WORK TASK —
Give back every record exactly, with its pictures left out.

INFORMATION PROVIDED below:

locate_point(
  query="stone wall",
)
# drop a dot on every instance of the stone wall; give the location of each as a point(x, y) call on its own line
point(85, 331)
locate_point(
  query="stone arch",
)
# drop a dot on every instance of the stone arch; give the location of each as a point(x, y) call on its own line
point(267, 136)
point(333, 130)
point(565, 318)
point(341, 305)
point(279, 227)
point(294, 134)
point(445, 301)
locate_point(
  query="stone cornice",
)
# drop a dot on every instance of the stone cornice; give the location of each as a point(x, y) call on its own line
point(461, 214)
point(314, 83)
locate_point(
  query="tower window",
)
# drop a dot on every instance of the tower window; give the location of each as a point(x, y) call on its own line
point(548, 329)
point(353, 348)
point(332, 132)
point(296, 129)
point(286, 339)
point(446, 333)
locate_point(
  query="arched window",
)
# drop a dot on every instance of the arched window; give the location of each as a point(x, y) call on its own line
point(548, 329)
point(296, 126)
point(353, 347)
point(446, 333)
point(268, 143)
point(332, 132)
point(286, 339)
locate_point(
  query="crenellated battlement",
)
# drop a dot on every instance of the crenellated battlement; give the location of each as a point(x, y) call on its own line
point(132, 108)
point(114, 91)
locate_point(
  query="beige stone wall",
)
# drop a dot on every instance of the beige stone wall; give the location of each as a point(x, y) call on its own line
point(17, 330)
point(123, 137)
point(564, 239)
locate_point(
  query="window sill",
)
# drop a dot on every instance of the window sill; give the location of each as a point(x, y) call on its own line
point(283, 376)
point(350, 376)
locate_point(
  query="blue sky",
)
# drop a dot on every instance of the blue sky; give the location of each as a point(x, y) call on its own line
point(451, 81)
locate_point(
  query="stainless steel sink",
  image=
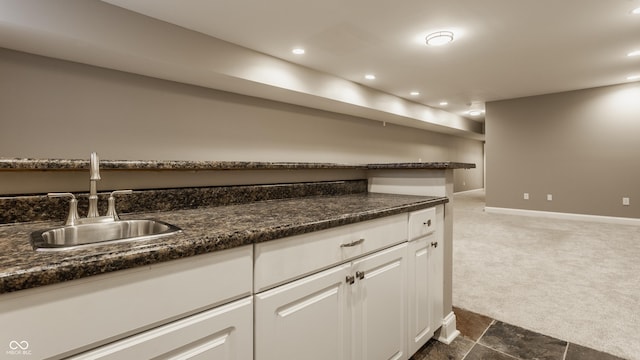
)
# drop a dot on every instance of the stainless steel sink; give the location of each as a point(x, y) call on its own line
point(100, 233)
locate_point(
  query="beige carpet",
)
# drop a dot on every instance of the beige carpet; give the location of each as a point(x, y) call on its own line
point(574, 280)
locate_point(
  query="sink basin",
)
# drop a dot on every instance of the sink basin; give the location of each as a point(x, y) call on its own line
point(100, 233)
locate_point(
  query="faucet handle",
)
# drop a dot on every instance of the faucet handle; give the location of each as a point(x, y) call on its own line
point(73, 217)
point(111, 211)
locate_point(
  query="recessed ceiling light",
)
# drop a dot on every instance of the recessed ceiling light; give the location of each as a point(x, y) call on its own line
point(439, 38)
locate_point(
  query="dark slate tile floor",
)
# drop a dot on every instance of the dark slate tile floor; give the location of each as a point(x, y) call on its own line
point(483, 338)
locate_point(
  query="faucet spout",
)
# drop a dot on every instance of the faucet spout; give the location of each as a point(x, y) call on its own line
point(93, 194)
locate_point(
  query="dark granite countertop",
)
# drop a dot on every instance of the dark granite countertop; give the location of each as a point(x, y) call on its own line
point(83, 164)
point(204, 230)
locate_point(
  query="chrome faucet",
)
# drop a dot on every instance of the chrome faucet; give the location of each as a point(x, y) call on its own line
point(94, 171)
point(92, 214)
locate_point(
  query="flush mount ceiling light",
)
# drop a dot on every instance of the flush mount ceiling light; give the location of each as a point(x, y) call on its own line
point(475, 112)
point(439, 38)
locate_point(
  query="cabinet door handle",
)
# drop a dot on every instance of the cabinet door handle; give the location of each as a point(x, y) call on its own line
point(352, 243)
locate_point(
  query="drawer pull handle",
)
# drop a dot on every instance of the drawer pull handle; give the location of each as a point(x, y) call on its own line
point(352, 243)
point(350, 279)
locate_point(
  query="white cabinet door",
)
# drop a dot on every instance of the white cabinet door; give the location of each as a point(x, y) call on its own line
point(379, 305)
point(419, 299)
point(305, 319)
point(436, 277)
point(224, 333)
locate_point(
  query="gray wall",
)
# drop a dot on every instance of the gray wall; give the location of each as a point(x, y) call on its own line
point(582, 147)
point(58, 109)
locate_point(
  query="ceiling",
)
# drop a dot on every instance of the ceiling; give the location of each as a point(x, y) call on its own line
point(502, 49)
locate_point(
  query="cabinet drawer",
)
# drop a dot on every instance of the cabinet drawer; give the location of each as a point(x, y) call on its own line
point(422, 223)
point(293, 257)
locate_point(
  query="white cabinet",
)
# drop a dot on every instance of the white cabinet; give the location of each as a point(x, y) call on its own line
point(223, 333)
point(356, 310)
point(378, 303)
point(305, 319)
point(424, 276)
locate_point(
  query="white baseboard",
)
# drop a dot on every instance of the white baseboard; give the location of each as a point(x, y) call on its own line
point(564, 216)
point(448, 331)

End of INFORMATION PROVIDED.

SOLVED EXERCISE —
locate_point(
  query="stone wall",
)
# drop a dot on every instance of the stone wall; give the location of each as a point(x, y) call on its own line
point(85, 331)
locate_point(
  query="stone arch",
)
# drop a dot on every instance of the stone arch; give the location of each as a point(x, y) call on its own line
point(267, 136)
point(333, 130)
point(565, 318)
point(341, 305)
point(279, 227)
point(294, 134)
point(445, 301)
locate_point(
  query="stone cornice",
)
# drop a dot on every instance of the stone cornice; give the location of each as a point(x, y) call on its own line
point(461, 214)
point(314, 83)
locate_point(
  query="tower window",
)
# drop a dot on every instance of the tower window; give the location of each as a point(x, y) call on its own line
point(548, 329)
point(353, 348)
point(332, 132)
point(296, 129)
point(286, 339)
point(446, 333)
locate_point(
  query="arched window",
)
# drop a dot on every instance of the arched window; give the location of each as a point(x, y) call on its own line
point(548, 329)
point(296, 126)
point(353, 347)
point(446, 333)
point(268, 143)
point(332, 132)
point(286, 339)
locate_point(
  query="crenellated battlement",
)
# drop a dot on every instance of the crenellated battlement; give the location of each as a point(x, y) call on its own line
point(132, 108)
point(114, 91)
locate_point(
  query="beige stone wall",
)
# drop a dot on every instance of the beige stone wall; give the location of each as a point(x, y) call on its own line
point(17, 330)
point(123, 137)
point(564, 239)
locate_point(
  query="window sill",
)
# drop a dot on every instance of the window sill; give the location of each as a point(x, y) call on its own line
point(283, 376)
point(350, 376)
locate_point(
  query="blue sky",
)
# drop a dot on every instance of the blue sky; give the location of each as a point(x, y) call on its own line
point(451, 81)
locate_point(
  query="stainless steel sink",
  image=
)
# drop a dot on every instance of the stainless steel sink; give the location of each as a point(x, y) call on its own line
point(100, 233)
locate_point(
  query="beige carpet",
)
# drop a dot on every instance of the beige carpet; give the location of each as a point(x, y) call on its own line
point(574, 280)
locate_point(
  query="sink basin",
)
# drop a dot on every instance of the sink basin; give the location of each as a point(x, y) call on its own line
point(100, 233)
locate_point(
  query="faucet handle",
)
# drop a dot on every instance of the faucet handle; give the location of each as a point(x, y) call on its own line
point(73, 217)
point(111, 211)
locate_point(
  query="recessed ceiling light",
)
# drop a dot on every instance of the recessed ceiling light; give the location of each as a point(x, y) call on its own line
point(439, 38)
locate_point(
  query="dark slate tile floor",
)
# drop a dot on every instance of the dark slate tile floor; give the location of each as a point(x, y) call on its own line
point(483, 338)
locate_point(
  query="faucet spout",
)
# drop a dot on every instance of the faucet spout; give the location of each as a point(x, y) call on its own line
point(93, 194)
locate_point(
  query="dark granite countertop",
)
# drop a dot on every instance of the dark granite countertop; give the location of each as a point(x, y) call on its own line
point(83, 164)
point(204, 230)
locate_point(
  query="chrome faucet",
)
# drop a dot on every instance of the chrome faucet; give the location of each as a point(x, y) call on its own line
point(94, 171)
point(92, 214)
locate_point(
  query="flush mount ceiling light",
)
# drop a dot on every instance of the flush mount ceiling light; give the location of each as a point(x, y) call on its own line
point(475, 112)
point(439, 38)
locate_point(
  query="cabinet door handle",
)
# drop a dot on every instance of the cabinet door handle; give the location of each as a point(x, y) call on its own line
point(352, 243)
locate_point(
  query="drawer pull handle",
)
# drop a dot on every instance of the drawer pull handle; give the location of each as a point(x, y) call on its own line
point(352, 243)
point(350, 279)
locate_point(
  query="white cabinet door",
)
# drop a dot on every instance of the white cabinet door; give the location of each as a point(x, y) call on its own line
point(379, 305)
point(419, 299)
point(305, 319)
point(436, 277)
point(224, 333)
locate_point(
  query="gray wall",
)
# drop a dot on every instance of the gray wall; give the location of each as a point(x, y) call on its own line
point(582, 147)
point(58, 109)
locate_point(
  query="ceiling",
)
# drop a dot on every instance of the ceiling; give the location of each as a point(x, y) call on its own line
point(502, 49)
locate_point(
  query="cabinet drawer",
)
# drop a dot on every instance of the cabinet drawer; give the location of each as a point(x, y) call on its own line
point(422, 223)
point(293, 257)
locate_point(
  query="white cabinet",
)
# drop a dot on every instance of the white cabinet; give the location of each as a point(x, y) call on its own line
point(223, 333)
point(356, 310)
point(378, 303)
point(305, 319)
point(424, 276)
locate_point(
  query="white baseboard",
)
# drop a dot on every instance of the white baseboard; give the location of each as a point(x, y) call on its own line
point(564, 216)
point(448, 331)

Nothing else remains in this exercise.